Exercise objective
Give the lines between the ones holding "I'm looking for the crumbling" and "[63,201,77,241]", inclusive, as a Markdown table with the columns No. and Line. Leave out any blank lines.

Rows from a dataset
----------

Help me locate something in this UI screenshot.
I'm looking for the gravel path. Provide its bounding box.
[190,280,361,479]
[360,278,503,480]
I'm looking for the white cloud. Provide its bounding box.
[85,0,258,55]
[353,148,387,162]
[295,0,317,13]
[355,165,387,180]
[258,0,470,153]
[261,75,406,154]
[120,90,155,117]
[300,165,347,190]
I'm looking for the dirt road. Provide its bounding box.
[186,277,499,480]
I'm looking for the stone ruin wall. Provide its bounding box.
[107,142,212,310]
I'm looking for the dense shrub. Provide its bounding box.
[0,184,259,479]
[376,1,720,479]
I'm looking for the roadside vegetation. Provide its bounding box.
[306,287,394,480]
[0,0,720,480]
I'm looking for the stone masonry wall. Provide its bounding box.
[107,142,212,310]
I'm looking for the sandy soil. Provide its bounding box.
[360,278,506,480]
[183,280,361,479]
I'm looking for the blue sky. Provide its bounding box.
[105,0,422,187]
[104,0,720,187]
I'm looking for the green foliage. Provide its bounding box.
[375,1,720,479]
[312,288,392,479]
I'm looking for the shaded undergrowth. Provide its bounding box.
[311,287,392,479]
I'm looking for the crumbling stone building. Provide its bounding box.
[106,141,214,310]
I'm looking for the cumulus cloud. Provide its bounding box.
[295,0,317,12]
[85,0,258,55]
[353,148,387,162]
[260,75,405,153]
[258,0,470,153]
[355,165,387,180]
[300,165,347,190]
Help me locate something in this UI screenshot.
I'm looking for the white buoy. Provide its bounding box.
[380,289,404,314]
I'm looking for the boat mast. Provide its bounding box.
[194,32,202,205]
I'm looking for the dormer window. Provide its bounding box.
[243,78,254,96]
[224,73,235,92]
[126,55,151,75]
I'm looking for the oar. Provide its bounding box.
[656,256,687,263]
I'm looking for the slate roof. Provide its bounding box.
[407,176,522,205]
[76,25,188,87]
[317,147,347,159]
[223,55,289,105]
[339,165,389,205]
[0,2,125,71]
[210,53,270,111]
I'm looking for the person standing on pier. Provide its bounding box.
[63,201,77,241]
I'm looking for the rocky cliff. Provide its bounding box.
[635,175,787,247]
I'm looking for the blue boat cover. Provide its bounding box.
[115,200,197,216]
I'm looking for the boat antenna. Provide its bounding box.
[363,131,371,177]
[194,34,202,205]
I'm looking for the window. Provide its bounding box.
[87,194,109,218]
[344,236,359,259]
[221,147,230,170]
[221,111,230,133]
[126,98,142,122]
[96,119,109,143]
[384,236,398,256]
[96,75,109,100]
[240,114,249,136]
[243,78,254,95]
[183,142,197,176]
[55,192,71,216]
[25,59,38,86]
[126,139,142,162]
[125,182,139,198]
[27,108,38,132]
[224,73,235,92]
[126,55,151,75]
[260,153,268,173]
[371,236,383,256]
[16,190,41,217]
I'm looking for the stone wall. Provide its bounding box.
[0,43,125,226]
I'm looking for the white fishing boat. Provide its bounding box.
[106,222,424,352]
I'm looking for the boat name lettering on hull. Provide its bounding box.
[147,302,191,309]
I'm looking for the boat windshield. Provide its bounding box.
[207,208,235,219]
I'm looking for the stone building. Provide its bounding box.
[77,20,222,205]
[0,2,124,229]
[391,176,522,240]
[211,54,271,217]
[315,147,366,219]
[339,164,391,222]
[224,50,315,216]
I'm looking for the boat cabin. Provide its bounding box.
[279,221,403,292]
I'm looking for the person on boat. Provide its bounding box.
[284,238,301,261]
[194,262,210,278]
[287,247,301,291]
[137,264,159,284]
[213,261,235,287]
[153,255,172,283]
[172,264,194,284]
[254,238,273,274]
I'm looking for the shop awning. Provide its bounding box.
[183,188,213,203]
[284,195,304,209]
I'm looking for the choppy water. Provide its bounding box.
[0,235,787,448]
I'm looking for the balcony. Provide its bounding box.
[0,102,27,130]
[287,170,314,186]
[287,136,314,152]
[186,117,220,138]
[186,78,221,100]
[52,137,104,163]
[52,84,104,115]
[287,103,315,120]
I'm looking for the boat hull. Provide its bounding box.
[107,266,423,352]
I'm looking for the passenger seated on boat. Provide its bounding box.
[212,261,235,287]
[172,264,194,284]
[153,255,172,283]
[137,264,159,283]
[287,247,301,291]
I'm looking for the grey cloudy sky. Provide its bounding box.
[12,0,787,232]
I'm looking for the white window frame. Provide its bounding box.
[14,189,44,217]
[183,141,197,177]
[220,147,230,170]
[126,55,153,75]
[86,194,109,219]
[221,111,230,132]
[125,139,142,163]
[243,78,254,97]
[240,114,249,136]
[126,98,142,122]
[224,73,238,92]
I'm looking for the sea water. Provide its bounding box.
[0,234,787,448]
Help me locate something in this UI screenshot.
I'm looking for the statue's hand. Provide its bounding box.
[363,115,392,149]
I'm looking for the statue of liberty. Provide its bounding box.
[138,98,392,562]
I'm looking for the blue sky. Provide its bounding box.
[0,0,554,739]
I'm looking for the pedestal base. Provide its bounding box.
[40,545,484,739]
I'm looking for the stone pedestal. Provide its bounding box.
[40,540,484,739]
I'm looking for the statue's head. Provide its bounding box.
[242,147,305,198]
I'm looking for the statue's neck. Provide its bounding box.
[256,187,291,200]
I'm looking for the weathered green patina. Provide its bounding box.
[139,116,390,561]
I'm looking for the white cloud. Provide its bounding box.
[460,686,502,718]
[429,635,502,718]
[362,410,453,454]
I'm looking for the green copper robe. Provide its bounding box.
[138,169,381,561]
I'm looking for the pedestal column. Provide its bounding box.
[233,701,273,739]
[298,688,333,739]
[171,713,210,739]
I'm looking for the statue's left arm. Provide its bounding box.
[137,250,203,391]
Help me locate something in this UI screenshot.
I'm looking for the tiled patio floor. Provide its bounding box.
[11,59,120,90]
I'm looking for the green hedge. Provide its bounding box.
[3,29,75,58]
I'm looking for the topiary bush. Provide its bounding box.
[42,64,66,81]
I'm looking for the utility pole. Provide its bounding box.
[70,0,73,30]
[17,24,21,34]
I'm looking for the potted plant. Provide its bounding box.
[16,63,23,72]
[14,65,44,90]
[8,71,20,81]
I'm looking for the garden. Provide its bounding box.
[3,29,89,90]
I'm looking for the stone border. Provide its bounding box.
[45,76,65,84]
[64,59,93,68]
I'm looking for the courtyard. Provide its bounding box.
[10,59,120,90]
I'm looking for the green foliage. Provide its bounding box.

----------

Written reply
| No. | Line |
|---|---|
| 1 | I'm looking for the crumbling stone building. Provide its bounding box. |
| 2 | [106,141,214,310] |
| 3 | I'm looking for the cumulus cloud. Provide its bounding box. |
| 4 | [295,0,317,12] |
| 5 | [85,0,258,55] |
| 6 | [353,148,387,162] |
| 7 | [260,75,405,153] |
| 8 | [258,0,470,153] |
| 9 | [355,165,387,180] |
| 10 | [300,165,347,190] |
| 11 | Help me locate something in this UI screenshot. |
| 12 | I'm looking for the white buoy. Provide its bounding box. |
| 13 | [380,289,404,314] |
| 14 | I'm looking for the boat mast. Provide its bounding box. |
| 15 | [194,32,202,205] |
| 16 | I'm looking for the dormer window. Provide its bounding box. |
| 17 | [243,78,254,96] |
| 18 | [224,73,235,92] |
| 19 | [126,55,151,75] |
| 20 | I'm looking for the oar. Provide its bounding box. |
| 21 | [656,256,687,263] |
| 22 | I'm looking for the slate roof. Provide its bounding box. |
| 23 | [407,176,522,205] |
| 24 | [76,25,188,87] |
| 25 | [317,147,347,159] |
| 26 | [223,55,289,105] |
| 27 | [339,165,389,205] |
| 28 | [0,2,125,71] |
| 29 | [210,53,270,111] |
| 30 | I'm looking for the person standing on pier. Provide its bounding box. |
| 31 | [63,201,77,241] |